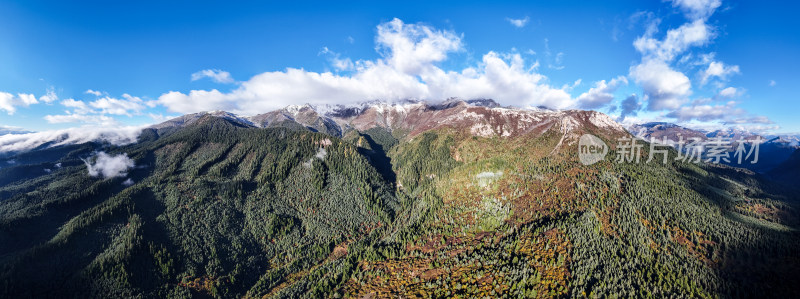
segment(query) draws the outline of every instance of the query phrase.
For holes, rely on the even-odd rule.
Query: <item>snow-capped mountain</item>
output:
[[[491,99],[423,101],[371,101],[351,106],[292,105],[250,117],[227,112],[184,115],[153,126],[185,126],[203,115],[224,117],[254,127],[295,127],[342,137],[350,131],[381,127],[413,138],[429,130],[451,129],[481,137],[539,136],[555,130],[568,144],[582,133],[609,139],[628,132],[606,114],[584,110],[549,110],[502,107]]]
* * *
Copy the data above word for word. Pictures stay out.

- **RESULT OF THIS TASK**
segment(query) draws the outline of every instance of the query phrase.
For holes, rely on the even-odd rule.
Query: <item>snow-capped mountain</item>
output:
[[[491,99],[423,101],[371,101],[351,106],[292,105],[250,117],[227,112],[184,115],[153,126],[185,126],[203,115],[224,117],[254,127],[295,127],[342,137],[350,131],[381,127],[413,138],[429,130],[451,129],[481,137],[539,136],[555,130],[568,144],[582,133],[609,139],[628,132],[606,114],[584,110],[549,110],[502,107]]]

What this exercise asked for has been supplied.